====== Given entries ======
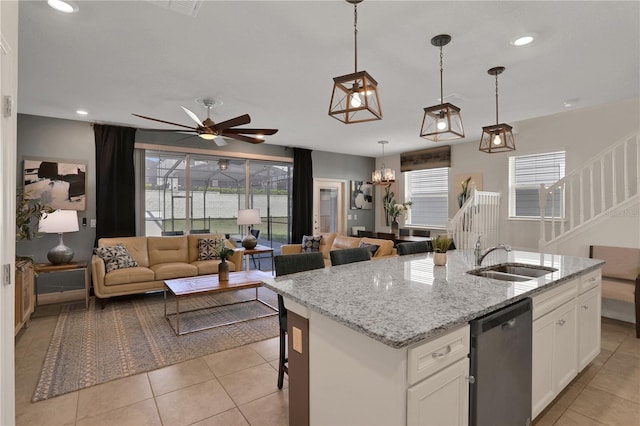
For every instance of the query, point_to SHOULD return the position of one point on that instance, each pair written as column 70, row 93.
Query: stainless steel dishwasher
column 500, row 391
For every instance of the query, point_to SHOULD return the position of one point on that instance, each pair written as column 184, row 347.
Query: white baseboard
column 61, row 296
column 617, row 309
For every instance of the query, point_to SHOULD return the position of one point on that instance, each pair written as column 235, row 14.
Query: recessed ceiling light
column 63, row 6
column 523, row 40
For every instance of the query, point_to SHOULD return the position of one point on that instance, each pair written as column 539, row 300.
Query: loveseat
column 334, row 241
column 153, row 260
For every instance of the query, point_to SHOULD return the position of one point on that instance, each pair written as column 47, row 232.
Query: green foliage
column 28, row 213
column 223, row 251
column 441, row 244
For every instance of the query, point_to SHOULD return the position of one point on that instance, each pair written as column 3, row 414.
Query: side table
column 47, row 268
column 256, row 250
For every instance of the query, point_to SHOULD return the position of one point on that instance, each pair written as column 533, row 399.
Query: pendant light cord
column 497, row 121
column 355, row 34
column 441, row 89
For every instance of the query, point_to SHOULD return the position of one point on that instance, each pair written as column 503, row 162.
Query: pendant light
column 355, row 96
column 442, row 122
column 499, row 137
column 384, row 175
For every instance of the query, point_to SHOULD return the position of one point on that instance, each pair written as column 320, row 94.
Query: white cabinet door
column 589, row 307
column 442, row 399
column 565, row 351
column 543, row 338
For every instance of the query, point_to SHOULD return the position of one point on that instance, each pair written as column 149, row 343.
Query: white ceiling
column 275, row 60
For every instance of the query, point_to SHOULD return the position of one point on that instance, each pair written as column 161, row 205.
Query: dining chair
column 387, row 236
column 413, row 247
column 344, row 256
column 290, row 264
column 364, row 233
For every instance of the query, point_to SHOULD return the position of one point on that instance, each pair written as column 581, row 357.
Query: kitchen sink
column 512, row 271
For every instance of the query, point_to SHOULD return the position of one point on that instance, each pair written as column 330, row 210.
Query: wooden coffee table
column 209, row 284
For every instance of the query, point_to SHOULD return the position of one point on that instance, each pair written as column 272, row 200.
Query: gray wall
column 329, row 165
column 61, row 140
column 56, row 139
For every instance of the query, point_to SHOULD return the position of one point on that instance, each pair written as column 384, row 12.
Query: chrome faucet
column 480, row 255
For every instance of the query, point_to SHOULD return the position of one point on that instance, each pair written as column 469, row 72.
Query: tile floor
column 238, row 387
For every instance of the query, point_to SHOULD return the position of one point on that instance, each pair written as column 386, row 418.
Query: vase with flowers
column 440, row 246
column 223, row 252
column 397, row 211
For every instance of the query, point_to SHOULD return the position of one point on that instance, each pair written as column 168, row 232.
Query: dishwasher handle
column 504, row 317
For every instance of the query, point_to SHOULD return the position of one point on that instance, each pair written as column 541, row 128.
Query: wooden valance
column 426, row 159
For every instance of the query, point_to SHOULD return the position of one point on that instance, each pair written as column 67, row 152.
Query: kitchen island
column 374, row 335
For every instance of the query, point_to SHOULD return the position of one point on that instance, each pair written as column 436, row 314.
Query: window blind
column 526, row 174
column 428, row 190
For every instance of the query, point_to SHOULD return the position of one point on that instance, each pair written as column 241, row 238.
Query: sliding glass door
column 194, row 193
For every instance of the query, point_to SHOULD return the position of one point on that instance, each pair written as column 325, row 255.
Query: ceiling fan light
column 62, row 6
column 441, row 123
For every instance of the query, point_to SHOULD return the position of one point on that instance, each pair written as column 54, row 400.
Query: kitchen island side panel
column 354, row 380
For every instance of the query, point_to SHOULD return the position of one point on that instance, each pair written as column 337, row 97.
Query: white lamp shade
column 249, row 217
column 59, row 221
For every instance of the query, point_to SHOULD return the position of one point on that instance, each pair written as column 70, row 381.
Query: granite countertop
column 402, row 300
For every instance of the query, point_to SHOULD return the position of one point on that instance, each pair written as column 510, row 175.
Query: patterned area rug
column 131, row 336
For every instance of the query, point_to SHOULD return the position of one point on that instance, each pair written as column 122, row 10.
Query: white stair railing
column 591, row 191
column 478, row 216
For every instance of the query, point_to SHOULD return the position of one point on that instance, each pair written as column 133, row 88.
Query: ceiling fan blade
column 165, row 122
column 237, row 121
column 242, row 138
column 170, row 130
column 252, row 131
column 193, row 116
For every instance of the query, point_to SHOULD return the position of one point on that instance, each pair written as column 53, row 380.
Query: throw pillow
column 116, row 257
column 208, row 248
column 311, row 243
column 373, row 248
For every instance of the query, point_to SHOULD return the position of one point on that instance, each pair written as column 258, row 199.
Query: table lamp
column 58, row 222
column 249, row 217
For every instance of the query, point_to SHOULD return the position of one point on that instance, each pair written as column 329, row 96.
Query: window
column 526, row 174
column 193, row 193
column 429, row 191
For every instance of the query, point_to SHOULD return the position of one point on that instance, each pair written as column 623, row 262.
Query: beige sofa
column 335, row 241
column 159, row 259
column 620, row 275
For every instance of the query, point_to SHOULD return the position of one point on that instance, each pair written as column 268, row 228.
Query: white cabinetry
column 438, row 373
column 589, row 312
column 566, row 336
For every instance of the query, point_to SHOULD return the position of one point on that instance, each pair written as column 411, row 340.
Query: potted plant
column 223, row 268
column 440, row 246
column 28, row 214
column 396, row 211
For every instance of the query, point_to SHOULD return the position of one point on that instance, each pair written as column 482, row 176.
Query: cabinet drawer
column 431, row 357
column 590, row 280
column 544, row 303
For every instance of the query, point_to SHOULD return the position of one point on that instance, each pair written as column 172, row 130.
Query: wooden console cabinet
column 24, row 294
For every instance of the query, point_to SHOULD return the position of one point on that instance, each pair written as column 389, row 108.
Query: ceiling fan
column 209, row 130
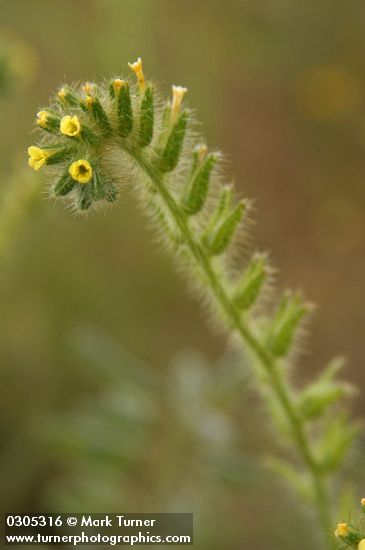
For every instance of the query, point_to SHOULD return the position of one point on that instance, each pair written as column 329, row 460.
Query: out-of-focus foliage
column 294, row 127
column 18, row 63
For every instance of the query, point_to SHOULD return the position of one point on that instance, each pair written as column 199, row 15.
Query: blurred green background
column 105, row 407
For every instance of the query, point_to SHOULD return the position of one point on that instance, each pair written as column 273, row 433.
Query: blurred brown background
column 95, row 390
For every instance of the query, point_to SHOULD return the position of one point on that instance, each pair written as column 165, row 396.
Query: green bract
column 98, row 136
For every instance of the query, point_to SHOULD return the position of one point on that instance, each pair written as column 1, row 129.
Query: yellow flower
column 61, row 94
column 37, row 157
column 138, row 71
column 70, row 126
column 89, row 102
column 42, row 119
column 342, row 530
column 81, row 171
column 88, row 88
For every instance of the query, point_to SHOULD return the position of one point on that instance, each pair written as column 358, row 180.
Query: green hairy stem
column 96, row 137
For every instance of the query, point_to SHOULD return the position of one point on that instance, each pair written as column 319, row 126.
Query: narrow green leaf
======
====== Given entries ======
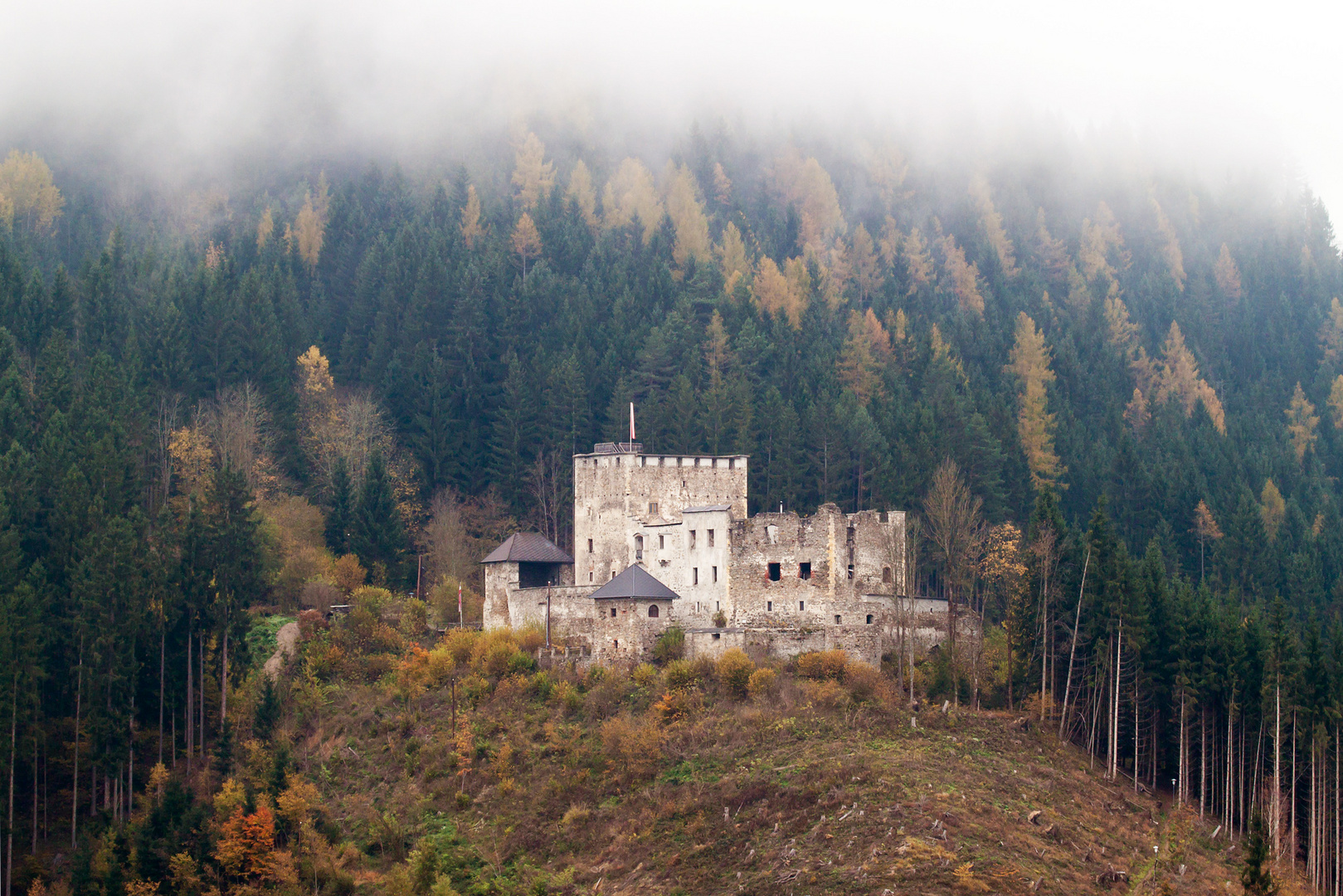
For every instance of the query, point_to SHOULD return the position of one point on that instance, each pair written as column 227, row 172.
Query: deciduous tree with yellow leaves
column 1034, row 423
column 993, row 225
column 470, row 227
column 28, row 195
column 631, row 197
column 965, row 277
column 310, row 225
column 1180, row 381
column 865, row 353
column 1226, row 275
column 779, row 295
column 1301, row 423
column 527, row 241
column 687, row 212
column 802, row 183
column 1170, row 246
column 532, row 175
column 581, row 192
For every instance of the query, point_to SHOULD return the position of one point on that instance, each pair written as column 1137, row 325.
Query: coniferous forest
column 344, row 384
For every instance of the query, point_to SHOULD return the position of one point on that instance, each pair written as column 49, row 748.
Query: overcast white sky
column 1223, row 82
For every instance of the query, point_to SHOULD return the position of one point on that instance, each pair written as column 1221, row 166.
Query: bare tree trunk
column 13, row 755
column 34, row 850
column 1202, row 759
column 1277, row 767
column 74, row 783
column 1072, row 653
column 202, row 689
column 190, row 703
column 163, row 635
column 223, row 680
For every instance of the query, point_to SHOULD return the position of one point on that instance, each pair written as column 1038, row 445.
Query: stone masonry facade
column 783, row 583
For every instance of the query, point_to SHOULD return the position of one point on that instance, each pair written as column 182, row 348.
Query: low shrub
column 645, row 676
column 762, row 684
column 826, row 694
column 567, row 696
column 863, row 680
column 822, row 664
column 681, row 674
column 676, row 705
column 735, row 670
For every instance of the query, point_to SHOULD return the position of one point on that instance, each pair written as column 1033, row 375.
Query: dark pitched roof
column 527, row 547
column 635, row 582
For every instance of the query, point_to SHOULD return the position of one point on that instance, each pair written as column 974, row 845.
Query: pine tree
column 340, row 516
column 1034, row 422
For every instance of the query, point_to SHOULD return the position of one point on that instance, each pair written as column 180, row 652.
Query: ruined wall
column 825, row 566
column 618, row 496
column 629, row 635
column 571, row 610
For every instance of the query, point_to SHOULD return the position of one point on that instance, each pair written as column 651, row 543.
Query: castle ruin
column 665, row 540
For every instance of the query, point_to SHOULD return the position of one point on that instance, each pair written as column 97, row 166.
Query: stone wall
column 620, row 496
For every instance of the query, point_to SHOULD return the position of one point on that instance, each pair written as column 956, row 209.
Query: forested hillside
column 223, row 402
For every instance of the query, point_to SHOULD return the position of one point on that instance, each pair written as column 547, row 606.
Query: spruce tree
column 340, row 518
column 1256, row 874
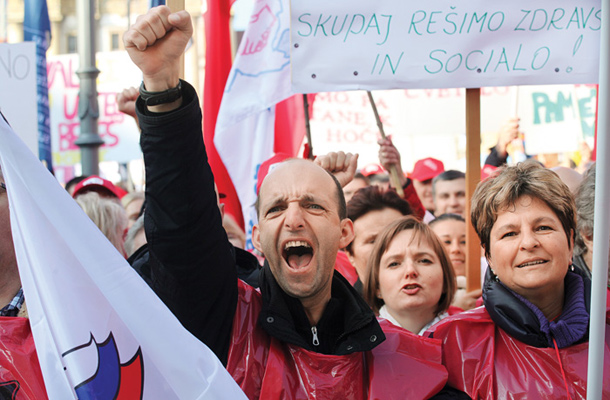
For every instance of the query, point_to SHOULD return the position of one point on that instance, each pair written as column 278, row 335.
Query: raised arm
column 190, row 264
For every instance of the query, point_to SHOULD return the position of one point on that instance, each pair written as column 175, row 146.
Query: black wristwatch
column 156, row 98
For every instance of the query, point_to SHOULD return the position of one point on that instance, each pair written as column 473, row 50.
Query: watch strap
======
====== Given entries ======
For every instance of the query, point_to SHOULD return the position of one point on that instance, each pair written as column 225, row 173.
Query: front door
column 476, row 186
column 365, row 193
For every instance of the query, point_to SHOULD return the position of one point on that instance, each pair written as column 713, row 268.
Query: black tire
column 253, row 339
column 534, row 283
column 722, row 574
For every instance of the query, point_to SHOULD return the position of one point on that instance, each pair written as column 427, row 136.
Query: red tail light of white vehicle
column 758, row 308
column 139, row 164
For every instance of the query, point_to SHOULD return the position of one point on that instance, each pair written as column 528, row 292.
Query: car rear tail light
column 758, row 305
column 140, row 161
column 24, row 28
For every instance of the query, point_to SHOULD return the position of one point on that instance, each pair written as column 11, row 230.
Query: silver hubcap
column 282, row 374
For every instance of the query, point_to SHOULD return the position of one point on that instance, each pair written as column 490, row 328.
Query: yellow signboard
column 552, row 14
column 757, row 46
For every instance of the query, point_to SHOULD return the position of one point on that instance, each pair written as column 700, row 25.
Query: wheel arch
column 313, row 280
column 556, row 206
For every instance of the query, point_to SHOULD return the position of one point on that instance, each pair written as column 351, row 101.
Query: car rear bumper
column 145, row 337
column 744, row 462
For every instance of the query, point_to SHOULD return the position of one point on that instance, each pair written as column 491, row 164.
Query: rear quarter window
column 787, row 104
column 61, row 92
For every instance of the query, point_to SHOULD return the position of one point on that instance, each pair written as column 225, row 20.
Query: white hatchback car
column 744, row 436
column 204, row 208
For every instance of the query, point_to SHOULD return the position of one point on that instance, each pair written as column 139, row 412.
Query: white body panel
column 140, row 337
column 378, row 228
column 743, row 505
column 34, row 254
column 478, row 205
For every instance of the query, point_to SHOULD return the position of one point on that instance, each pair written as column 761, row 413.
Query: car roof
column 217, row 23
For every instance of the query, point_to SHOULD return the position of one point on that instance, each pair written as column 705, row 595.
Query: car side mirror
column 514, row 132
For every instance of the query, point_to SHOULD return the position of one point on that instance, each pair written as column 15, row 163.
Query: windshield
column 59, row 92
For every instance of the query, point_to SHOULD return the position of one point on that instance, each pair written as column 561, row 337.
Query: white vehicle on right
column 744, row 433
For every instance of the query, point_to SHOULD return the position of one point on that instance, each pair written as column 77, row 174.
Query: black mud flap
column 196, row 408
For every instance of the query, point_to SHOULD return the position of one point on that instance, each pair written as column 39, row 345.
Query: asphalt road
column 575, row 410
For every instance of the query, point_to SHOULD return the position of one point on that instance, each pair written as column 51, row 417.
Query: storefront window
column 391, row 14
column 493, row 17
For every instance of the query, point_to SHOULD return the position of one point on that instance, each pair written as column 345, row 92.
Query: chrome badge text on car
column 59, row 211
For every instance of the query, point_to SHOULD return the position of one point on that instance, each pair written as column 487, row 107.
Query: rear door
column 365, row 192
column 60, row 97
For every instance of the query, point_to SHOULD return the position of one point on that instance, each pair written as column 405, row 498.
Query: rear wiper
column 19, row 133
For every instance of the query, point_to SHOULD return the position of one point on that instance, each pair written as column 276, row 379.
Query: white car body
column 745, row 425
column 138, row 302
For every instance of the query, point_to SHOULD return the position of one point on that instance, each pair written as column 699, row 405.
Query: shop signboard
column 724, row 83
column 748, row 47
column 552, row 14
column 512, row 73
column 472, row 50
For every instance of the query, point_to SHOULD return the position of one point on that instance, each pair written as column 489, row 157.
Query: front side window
======
- Work request
From the entries above, restate word for word the lines from the line containing "70, row 93." to the line containing "47, row 232.", both ends included, and nothing more.

- Written solution
For every instance of the query, point_to SHOULD return the position of one point on that instance, each pair written as column 70, row 93.
Query: stainless steel dishwasher
column 500, row 391
For every instance of the query, point_to SHOULD return the position of one point on that instance, each pair written as column 184, row 347.
Query: white baseboard
column 61, row 296
column 617, row 309
For every instance of the query, point_to SHOULD return the position of one point on that instance, each pair written as column 235, row 14.
Query: recessed ceiling light
column 63, row 6
column 523, row 40
For every instance of the query, point_to SHOULD return the position of one point on that instance, each pair written as column 539, row 300.
Query: loveseat
column 334, row 241
column 153, row 260
For every instance of the query, point_to SHOULD return the position of one point on that instance, each pair written as column 47, row 232.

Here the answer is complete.